Where's a Predator wrist nuke when you need it?

Monday, September 17, 2018

Deluge (1933) – Review

Presumed lost for years, the 1933 film Deluge, released by RKO pictures, but produced by a small company called Admiral Productions Inc, is a film that could be argued as to be one of Hollywood’s earliest true disaster films, preceding such films as The Last Days of Pompeii (1935), and the big earthquake movie San Francisco (1936), starring Spencer Tracey and Clark Gable – and with the spectacular footage of the destruction of New York, with the now cliché shot of the Statue of Liberty being hit by a tidal wave, one could make a solid argument that this is the case. However, Deluge, based on the book of the same name, is more of an apocalyptic film, if not post-apocalyptic, rather than a true disaster film.


The film opens with a title card explaining that the film you are about to see is “A tale of fantasy – and adventure in speculation – a vivid pictorialization of an author’s imaginative flight,” and it then goes on to explain that it has to be fantasy because God, as stated in the Holy Bible, promised not to pull any of that kind of crap again.

 

I must say this is the strangest way to avoid calling God a liar.

Region pointing data
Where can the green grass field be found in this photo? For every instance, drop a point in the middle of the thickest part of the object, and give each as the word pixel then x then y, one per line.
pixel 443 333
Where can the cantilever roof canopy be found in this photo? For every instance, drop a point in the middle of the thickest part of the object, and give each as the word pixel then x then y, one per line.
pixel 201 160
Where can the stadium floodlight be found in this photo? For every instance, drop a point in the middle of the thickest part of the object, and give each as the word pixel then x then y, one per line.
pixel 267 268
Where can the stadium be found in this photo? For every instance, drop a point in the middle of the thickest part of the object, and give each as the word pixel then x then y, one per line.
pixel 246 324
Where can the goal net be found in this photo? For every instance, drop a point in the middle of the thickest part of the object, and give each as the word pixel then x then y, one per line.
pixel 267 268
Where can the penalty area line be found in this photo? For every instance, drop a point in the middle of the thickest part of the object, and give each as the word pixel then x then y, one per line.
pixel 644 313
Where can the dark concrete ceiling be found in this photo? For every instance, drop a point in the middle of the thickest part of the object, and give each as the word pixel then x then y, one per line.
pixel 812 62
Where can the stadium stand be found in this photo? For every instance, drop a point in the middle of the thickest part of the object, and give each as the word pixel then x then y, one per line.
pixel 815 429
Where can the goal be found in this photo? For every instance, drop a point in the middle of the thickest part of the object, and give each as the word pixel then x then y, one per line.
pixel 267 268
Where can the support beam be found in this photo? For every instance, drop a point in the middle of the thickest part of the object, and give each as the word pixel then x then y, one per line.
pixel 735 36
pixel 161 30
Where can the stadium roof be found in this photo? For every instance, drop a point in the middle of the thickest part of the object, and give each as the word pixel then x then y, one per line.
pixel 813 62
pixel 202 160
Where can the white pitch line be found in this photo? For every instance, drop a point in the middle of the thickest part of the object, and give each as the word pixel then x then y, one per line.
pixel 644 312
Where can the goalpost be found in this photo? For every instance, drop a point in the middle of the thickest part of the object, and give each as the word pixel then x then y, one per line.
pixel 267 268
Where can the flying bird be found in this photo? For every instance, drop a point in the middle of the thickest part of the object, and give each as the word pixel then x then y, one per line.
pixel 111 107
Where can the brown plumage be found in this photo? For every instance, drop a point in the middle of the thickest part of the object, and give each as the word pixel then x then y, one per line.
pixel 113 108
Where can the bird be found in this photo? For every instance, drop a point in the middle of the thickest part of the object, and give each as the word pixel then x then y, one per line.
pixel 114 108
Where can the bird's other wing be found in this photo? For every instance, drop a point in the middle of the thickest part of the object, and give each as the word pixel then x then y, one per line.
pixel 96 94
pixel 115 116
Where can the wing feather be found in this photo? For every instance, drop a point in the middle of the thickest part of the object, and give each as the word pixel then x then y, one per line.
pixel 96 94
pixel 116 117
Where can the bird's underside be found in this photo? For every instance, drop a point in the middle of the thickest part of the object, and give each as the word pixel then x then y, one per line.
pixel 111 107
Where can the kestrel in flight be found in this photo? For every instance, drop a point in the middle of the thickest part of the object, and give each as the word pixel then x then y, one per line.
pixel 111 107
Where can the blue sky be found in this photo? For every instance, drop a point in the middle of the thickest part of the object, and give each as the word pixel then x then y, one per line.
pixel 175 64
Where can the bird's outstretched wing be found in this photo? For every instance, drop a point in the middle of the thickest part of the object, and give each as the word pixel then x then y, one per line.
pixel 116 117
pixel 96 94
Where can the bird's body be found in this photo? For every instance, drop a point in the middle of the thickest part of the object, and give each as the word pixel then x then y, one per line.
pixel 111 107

**What you need to do**
Please repeat the Deluge review from "The film opens" up to and including "of crap again.". The listing has nothing to do with the Deluge review.

**Task answer**
The film opens with a title card explaining that the film you are about to see is “A tale of fantasy – and adventure in speculation – a vivid pictorialization of an author’s imaginative flight,” and it then goes on to explain that it has to be fantasy because God, as stated in the Holy Bible, promised not to pull any of that kind of crap again.